Whitmer reverses course on coronavirus drugs, is now asking feds for hydroxychloroquine and chloroquine

MetroTimes reports Gov. Gretchen Whitmer drew fire from some on the right after the Michigan Department of Licensing and Regulatory Affairs (LARA) sent a letter last week threatening “administrative action” against doctors who prescribed two experimental drugs that could potentially help coronavirus patients.

The Whitmer administration has since removed the language threatening doctors from the letter and is now asking the federal government to send shipments of the drugs, Bridge magazine reports. The Food and Drug Administration issued an emergency authorization for the antimalarial drugs hydroxychloroquine sulfate and chloroquine phosphate on Saturday.

Conservatives including Charlie Kirk and Rudy Guiliani accused Whitmer of risking lives to oppose President Donald Trump. In recent weeks, Whitmer and Trump have been sparring on national television over federal aid for Michigan, while Trump has touted the drugs’ potential in treating COVID-19.

But apparently, Michigan’s “ban” on the drugs to treat coronavirus patients was all just a matter of miscommunication.

Days after LARA issued its first letter, The Detroit News published an op-ed that criticized the Whitmer administration’s prohibition of the drugs.

Records from a dataset
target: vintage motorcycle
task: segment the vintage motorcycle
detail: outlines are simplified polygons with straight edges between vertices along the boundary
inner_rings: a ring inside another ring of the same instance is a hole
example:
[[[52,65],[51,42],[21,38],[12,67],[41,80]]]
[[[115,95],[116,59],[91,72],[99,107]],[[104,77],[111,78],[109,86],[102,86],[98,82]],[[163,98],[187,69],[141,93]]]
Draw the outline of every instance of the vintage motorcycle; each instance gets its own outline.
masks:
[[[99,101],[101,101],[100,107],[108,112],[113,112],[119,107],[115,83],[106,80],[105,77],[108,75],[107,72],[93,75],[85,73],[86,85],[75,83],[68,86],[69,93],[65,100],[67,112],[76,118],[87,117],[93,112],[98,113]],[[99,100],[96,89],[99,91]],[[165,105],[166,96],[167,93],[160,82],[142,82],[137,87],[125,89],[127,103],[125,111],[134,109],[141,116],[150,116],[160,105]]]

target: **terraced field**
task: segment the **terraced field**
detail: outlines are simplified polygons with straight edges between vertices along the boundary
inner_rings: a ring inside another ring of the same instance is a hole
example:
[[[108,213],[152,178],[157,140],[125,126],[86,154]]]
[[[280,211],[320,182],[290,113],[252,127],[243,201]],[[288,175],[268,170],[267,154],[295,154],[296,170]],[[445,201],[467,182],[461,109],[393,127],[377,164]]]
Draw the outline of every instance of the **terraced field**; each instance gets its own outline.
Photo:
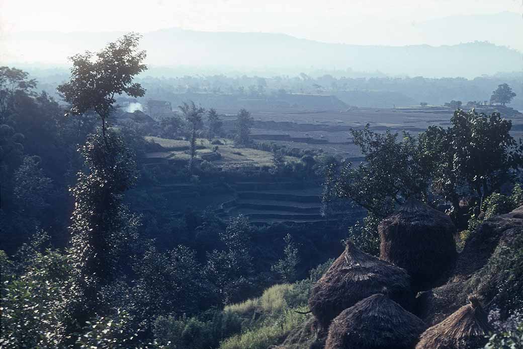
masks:
[[[241,214],[253,223],[260,224],[320,222],[326,220],[320,214],[322,190],[319,185],[241,182],[233,188],[235,198],[223,203],[217,211],[224,219]]]
[[[190,158],[189,154],[189,143],[187,140],[168,139],[158,137],[146,137],[147,140],[158,143],[166,149],[166,151],[152,152],[146,155],[149,160],[147,162],[158,163],[167,161],[187,161]],[[236,148],[234,146],[233,141],[226,138],[220,138],[223,143],[219,145],[218,153],[215,154],[212,150],[214,145],[210,145],[209,141],[203,138],[198,138],[196,157],[199,160],[206,160],[213,165],[222,168],[233,168],[246,166],[257,167],[270,167],[272,166],[272,154],[269,151],[258,150],[250,148]],[[156,159],[157,161],[155,161]],[[285,160],[288,162],[298,161],[299,159],[290,156],[286,156]]]

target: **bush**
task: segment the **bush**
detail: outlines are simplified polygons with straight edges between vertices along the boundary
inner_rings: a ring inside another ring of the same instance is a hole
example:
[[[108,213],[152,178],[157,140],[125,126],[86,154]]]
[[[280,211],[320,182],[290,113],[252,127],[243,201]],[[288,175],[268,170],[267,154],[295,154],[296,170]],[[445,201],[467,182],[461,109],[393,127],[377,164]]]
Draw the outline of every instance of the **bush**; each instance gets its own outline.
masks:
[[[64,345],[73,323],[71,310],[81,301],[71,281],[72,270],[67,256],[50,250],[37,253],[20,276],[8,277],[2,269],[0,347]]]
[[[296,279],[296,267],[300,263],[300,257],[291,235],[286,235],[284,240],[287,244],[283,249],[285,257],[276,262],[270,267],[270,270],[278,273],[283,281],[292,282]]]
[[[293,285],[288,283],[275,285],[265,290],[260,297],[259,306],[265,314],[273,315],[282,312],[287,306],[283,297],[285,292],[292,290]]]
[[[515,208],[510,198],[494,193],[485,199],[481,210],[485,213],[485,219],[487,219],[498,214],[508,213]]]
[[[381,220],[371,213],[349,228],[347,238],[354,242],[354,244],[363,252],[373,256],[380,253],[380,234],[378,226]]]
[[[97,317],[87,321],[85,333],[78,337],[79,348],[145,347],[138,340],[140,329],[132,328],[133,317],[125,310],[116,309],[111,316]]]
[[[153,331],[156,343],[165,349],[207,349],[241,331],[241,319],[235,314],[216,310],[207,314],[212,318],[207,321],[185,315],[158,317]]]
[[[523,322],[513,331],[495,333],[488,339],[485,349],[516,349],[523,343]]]
[[[306,308],[297,309],[305,311]],[[229,338],[222,342],[221,349],[266,349],[277,344],[292,330],[304,320],[304,315],[294,310],[286,310],[275,320],[249,330],[242,334]]]

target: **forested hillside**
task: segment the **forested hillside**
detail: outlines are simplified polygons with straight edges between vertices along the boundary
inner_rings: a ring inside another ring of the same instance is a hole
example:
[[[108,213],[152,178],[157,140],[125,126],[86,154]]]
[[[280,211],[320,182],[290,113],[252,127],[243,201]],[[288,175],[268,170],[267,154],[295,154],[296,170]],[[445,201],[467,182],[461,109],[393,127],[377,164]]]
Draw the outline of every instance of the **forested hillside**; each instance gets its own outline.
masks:
[[[175,89],[136,78],[141,39],[72,57],[60,100],[0,67],[0,347],[521,347],[511,119],[452,101],[411,133],[355,123],[351,161],[322,138],[260,141],[270,122],[244,108],[132,110]],[[498,85],[487,106],[508,110],[520,92]]]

Exercise requirements.
1. Copy the passage of the article on Whitmer and the coronavirus drugs starting with "Conservatives including Charlie" and going on through "of the drugs.".
2. According to the article on Whitmer and the coronavirus drugs, why did Whitmer draw fire from some on the right? Answer in one to three sentences.
3. Continue the article on Whitmer and the coronavirus drugs from where it stops.

Expected responses.
1.
Conservatives including Charlie Kirk and Rudy Guiliani accused Whitmer of risking lives to oppose President Donald Trump. In recent weeks, Whitmer and Trump have been sparring on national television over federal aid for Michigan, while Trump has touted the drugs’ potential in treating COVID-19.

But apparently, Michigan’s “ban” on the drugs to treat coronavirus patients was all just a matter of miscommunication.

Days after LARA issued its first letter, The Detroit News published an op-ed that criticized the Whitmer administration’s prohibition of the drugs.

2. She drew fire after LARA sent a letter threatening "administrative action" against doctors who prescribed two experimental drugs that could potentially help coronavirus patients. Conservatives including Charlie Kirk and Rudy Guiliani accused her of risking lives to oppose President Donald Trump.

3.
“Not only is our state’s top leader threatening the selfless health care workers who are on the frontline trying to save lives, but she’s denying possible life-saving medications to actual COVID-19 victims,” the op-ed said.

Some readers criticized the paper for irresponsibly advocating for untested drugs.

But Detroit News editor and publisher Gary Miles defended the column on Monday, pointing out that it revealed a miscommunication between the State Senate and the Governor.

Senate Majority Leader Mike Shirkey, a Clarklake Republican, told The Detroit News that he asked the governor to issue the original letter to prevent people from hoarding the drugs and thus depriving non-coronavirus patients of their medicine.

“We needed something to prevent cloroquine from becoming the next toilet paper,” he told Miles. “I quickly requested of her staff that they put something out, and somehow in the translation it was prohibiting use of these drugs — and that wasn’t the intent.”